### Instructions
- A) Check each statement against the interview below on teaching school in Fisher and Scurry Counties. Mark each yes or no, and quote the exact words of the interview that decide it. (i) The interview took place in 1986. (ii) The community welcomed the replacement teacher's offer to teach tap dancing. (iii) Her education courses taught her how to write lesson plans.
- B) Answer these questions from the interview below on teaching school in Fisher and Scurry Counties:
(i) How many years did she attend McMurray College?
(ii) Which trustee is described as "a city man"?
(iii) What was the source of the water used to refill the school cistern?
- C) Continue the interview below on teaching school in Fisher and Scurry Counties from its last paragraph, keeping her first-person voice.

-------- Document extract --------

Teaching School in Fisher and Scurry Counties in the 1930s

Marguerite (Bargy) Fields Hargrove, Early Day Schoolteacher at County Line School (Fisher County) and Lloyd Mountain School (Scurry County) 1933-36

Born 1916: Age at interview, 70 years old Interviewed on September 16, 1986

Marguerite (Bargy) Fields Hargrove, born in 1916, taught school in Fisher and Scurry Counties before she married Tom Hargrove and settled on a farm west of Rotan. This interview, related to her early years of teaching, was conducted by Luther Bryan Clegg in 1986. Portions of the interview, along with those of other former teachers and pupils who taught in or attended one- and two-room schools, are included in The Empty Schoolhouse: Memories of One-Room Texas Schools, published in 1997 by Texas A & M University Press.

Teaching School in West Texas

My First Teaching Job. I began teaching at 17 years old, bluffing for l8. I graduated from high school in l932. I went two years to McMurray College. So I taught in 1933 and 34 [at County Line School in Fisher County]. I taught with Margery Smith from Rotan. Margery quit in the middle of the year, and I don't remember the little girl's name that took her place. However, she got off to a bad start because when she sent in her application, she said that she could teach the children tap dancing. And that just didn't go over well in that community. They didn't want any tap dancing.

Bob Flournoy was one of the trustees and a city man, and he had a way of getting around people so they hired her anyway. She stayed at the Flournoy's and taught his daughter tap dancing. For some mysterious reason, her paycheck was ten dollars more than it should have been. Nobody knew why and the other trustees would ask me why her pay was ten dollars more than it should be but I didn't know. Nobody would cross Bob. I suspect it was to pay for his daughter's dancing lessons. But I didn't want to get involved one way or another. And I didn't know anymore than they did anyway.

Applying for the Job. When I went for the interview, they asked how old I was. I told them I'd be l8 by the time school started. School had never started before October, but that year they sprung one on me. School started in September, and I had to tell them that I did not have a certificate and couldn't get it until I was l8. But if they would let me go ahead and start, I wouldn't ask to get my money until I got my certificate, and then when I got my certificate they could pay me. They said it was OK, so I got to keep my job.

Preparation for the Job. Nobody ever came into the job as ignorant and unprepared as I was. I had taken two courses in education, and I came out of there wondering why on earth was I there, and what was that about, except I couldn't get a certificate without it. Nobody had even bothered to teach me about lesson plans. I think they brought up the subject once. But nobody showed me what it was all about. So I came in without a lesson plan. Nothing! The County Superintendent had furnished me with a list and sent the books out, for what each book the kids were supposed to have. Then I had to figure out just what you were supposed to do with each of those books.

Fun (And Not so Fun) Things about Teaching.

Mice Get in the Cistern. I got really upset when we began to bring up mice in the water from the school cistern. I just pitched a fit. The mice got in by going down the drainpipe and falling into the water where they would drown. I carried on and argued with the trustees until finally they went over and emptied all the water out and refilled it. When I found out that they had filled it from out of the stock tank that everybody in the county was using and it was pure mud, I hadn't helped myself anyway.

-------- Collected data --------

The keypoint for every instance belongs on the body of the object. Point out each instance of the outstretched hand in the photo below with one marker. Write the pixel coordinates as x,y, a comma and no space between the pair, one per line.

--------

### Response list
- A)
(i) Yes: "Interviewed on September 16, 1986"
(ii) No: "They didn't want any tap dancing."
(iii) No: "Nobody had even bothered to teach me about lesson plans."

- B)
(i) Two years
(ii) Bob Flournoy
(iii) The stock tank that everybody in the county was using

- C)
Enduring the Skunk Smell. The worst thing I had to endure the entire year was when Clay and Clyde Garrison and Aubrey Trout trapped skunks on the way to school. They ran their line and would skin their skunks on the way to school. I only had five pupils so I couldn't send them home. I wanted my job. I was making $60 a month and I needed that job. On a cold day with a big fire in that room, to sit and smell those three every day was rough. Salaries were low during the depression. I taught two years at County Line and two years at Lloyd Mountain. My last year at Lloyd Mountain I got $120.

Retaining a Boy. I did one thing that I have worried for years over, and I still feel bad about it. I had this boy [name omitted] who was the sweetest boy, just as clean and neat and polite and nice, and I loved him. But he did not know one thing. I worried and worried and I did not know what to do. I knew that he was older than the other kids and would probably go to school only one more year and that was all. I thought if he would stay in the grade he was in one more year he could learn to read a little more and would learn a little something. I knew if I gave him a bigger book, he wouldn't have a chance. So I retained him. And he didn't go to school another day! I have regretted it ever since. He might not have learned much, but I think he would have gone to school the next year if I hadn't retained him. I really felt bad about it.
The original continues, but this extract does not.